- _PROBLEMS TO WORK ON_
A) Which organizations does the article on food insecurity in the Tigard-Tualatin School District name as partners in Packed with Pride?
B) In the article on food insecurity in the Tigard-Tualatin School District, how many boxes did Packed with Pride send out in its first week?
C) Write the next few paragraphs of the article on food insecurity in the Tigard-Tualatin School District, picking up after its last sentence.

The Tigard-Tualatin School District was the first in Oregon to announce its closure in mid-March. While some students try to continue their daily lives from the comfort of their own home, others aren’t as lucky to live with those opportunities. When the school year turned into an online environment, many students were left without a safe space or source of nutrition.
Unemployment rates are as high as they’ve been since the Great Depression and the families who were barely scraping by before COVID-19 are in search of any way to get their next meal.
Groups and organizations such as the Northwest Christian Church, Tualatin School House Food Pantry and other food pantries have been a huge help for the spontaneous issue, but haven’t been able to expand their reach or capacity to meet the ever-growing demand. Although, breakfasts and lunches can still be received by students Monday through Friday at several TTSD elementary schools and complexes which are still operating to this day.
“At the start of all the closures, the grocery stores were literally running out of food so there was this fear that you could feel in the community. We really had to scramble to get something together,” Tigard-Tualatin School Board member Ben Bowman said.
Packed with Pride is a program that seeks to solve the issue of food insecurity during the pandemic time. As a nonprofit and a partnership between the Tigard-Tualatin School District, the Foundation for Tigard-Tualatin Schools, the Tigard-Tualatin Education Association and the Tigard-Tualatin Student Union, this group of volunteers from the community pack and deliver food boxes to the TTSD families in need. This totals approximately 850 families for the once-a-week delivery and pick-up.
“[At the March 12 emergency meeting], we all agreed that we had to close schools. But the issue that got brought up by multiple members was that we needed to create a way to get food to students who rely on schools to access nutrition,” Bowman said.
From the initial call to halt the 2019-2020 school year, Tigard-Tualatin School Board Chair Maureen Wolf, Tigard-Tualatin Education Association President Scott Herron, Executive Director of the School Foundation Margie Greene and Tigard-Tualatin School Board member Ben Bowman decided to call a second meeting to set up some sort of solution whether it be temporary or permanent for the impending problem.
Week one of Packed with Pride, while only sending out 135 boxes, encountered huge financial walls and program sustainability questions. Bowman said, “the founders of the program and I sat down and thought ‘That was exhausting and we’ll never be able to sustain this capacity.’ There were major concerns about the financial stability of the program because it costs a lot of money to run.”
Community members, families and PSOs were strictly funding the program at that time along with larger food donations from nearby businesses. Although extremely helpful, food donations wouldn’t last with the program’s goal of delivering to every district family in need.
“We started by just going to the Grocery Outlet in King City, putting boxes and boxes of their food into carts. That was seriously the way that we could purchase food,” Bowman exclaimed. Within a couple of weeks, the demand had skyrocketed with representatives from a majority of schools seeking answers for hundreds of families.

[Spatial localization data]
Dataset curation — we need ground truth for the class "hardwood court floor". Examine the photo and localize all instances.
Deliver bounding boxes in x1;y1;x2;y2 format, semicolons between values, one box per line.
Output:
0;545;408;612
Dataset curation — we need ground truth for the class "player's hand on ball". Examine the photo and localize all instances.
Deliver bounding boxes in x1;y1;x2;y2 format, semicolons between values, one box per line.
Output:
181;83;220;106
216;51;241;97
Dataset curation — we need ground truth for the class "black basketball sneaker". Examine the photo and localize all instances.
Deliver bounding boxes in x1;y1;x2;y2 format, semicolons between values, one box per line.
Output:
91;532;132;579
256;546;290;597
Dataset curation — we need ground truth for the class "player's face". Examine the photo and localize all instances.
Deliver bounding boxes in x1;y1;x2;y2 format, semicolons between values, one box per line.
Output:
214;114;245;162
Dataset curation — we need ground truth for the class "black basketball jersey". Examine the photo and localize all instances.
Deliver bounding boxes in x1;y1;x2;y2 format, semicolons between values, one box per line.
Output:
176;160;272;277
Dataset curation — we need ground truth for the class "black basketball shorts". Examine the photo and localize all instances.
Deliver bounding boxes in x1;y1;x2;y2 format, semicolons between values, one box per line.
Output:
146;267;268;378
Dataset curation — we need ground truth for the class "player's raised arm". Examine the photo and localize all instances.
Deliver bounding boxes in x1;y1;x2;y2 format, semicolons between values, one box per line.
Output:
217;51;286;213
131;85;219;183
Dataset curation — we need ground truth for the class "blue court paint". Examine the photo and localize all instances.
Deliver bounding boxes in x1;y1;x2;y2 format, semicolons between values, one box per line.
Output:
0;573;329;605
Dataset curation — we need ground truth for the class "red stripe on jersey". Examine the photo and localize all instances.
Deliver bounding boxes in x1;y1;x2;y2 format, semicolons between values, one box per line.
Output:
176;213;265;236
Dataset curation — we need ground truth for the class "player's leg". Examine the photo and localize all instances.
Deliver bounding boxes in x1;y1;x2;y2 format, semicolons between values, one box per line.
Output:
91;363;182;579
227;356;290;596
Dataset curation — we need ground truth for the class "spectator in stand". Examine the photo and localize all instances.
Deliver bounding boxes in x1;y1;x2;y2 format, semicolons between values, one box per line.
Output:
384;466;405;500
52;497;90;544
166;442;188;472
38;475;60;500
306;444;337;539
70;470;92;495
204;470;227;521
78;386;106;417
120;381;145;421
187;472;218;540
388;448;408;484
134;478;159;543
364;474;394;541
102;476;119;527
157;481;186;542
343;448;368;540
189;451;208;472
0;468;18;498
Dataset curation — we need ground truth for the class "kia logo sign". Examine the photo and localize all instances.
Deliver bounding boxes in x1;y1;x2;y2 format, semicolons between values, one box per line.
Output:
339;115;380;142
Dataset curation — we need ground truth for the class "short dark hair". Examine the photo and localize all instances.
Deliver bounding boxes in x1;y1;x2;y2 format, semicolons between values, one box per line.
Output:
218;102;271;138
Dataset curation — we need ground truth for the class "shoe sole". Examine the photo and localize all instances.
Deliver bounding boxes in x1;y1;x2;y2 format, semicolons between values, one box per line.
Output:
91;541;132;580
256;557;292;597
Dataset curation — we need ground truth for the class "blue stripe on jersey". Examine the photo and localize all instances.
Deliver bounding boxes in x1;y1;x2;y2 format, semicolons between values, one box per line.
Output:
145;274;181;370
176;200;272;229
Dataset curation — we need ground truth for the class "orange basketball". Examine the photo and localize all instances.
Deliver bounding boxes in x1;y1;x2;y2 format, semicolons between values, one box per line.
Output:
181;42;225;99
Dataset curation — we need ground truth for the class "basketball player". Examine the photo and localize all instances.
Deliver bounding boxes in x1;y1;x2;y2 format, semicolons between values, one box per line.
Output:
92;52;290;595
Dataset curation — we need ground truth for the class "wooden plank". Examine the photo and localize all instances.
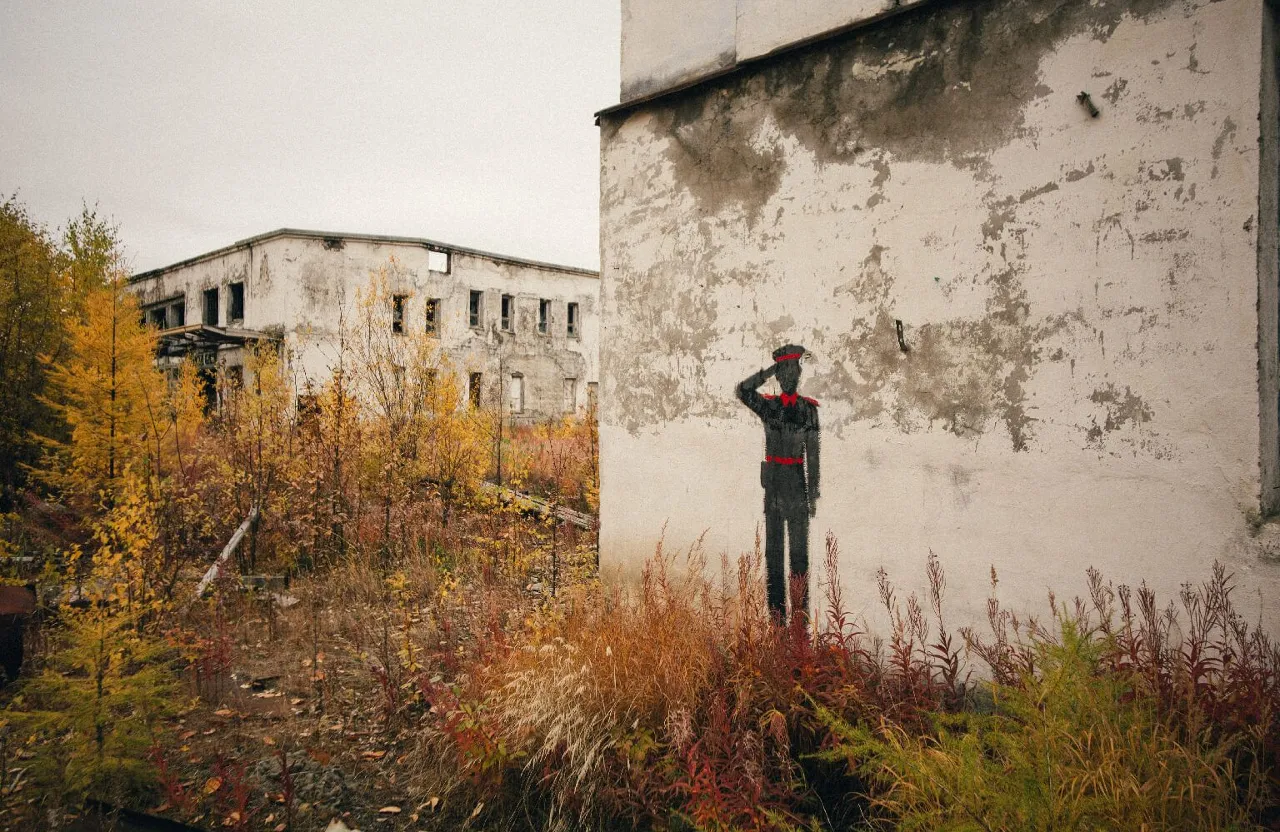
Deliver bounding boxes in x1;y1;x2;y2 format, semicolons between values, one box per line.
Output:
191;506;257;603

- _ANSWERS FOR THE TASKS_
A) The Tigard-Tualatin School District, the Foundation for Tigard-Tualatin Schools, the Tigard-Tualatin Education Association and the Tigard-Tualatin Student Union.

B) 135 boxes.

C)
Fortunately, with relationships built with suppliers and grocery stores, the program can more easily order and buy food without paying the added customer costs. Local churches have also been able to collect and donate the higher-priced food items along with the program receiving some hefty donations at the start of May. These will be able to keep the program alive through Spring and Summer.
The first of which is the $20,000 Resident Aid Fund of Tigard (RAFT) created by the City of the Tigard and the second being a $100,000 grant from Lam Research, of whom is one of the largest employers in the district. “Before we found out about these grants, we genuinely had questions about whether we could be able to even make it to the summer, let alone through the summer. So now we’ll be able to at least continue with our current capacity if schools open up in the fall,” Bowman said.
With the grants, Packed with Pride has been able to accumulate over $250,000 in donations to fund the program, but with the unpredictability in whether schools open back up immediately this Fall, they are still accepting donations. The program costs upwards of $12,000 a week for the nearly 850 food boxes and while following the CDC COVID-19 safety guidelines, Packed with Pride is seeking volunteers while they still determine the amount of need in the community.
“There is so much uncertainty about the future and many are going through a really scary time right now. I think that a lot of folks feel grateful to do something really productive and useful for the community as well as helping the people who need it,” Bowman said.
Volunteer jobs span from delivery and distribution to unloading pallets of food, packing food boxes and disinfection. Over 7000 boxes have been distributed across the 850 families from their headquarters at the Tigard High School cafeteria.
“What we recognize is that this is absolutely a marathon and not a sprint. This economic recovery is not going to happen overnight so we need to sustain our pace over the next several months if we want to meet the needs of the community.”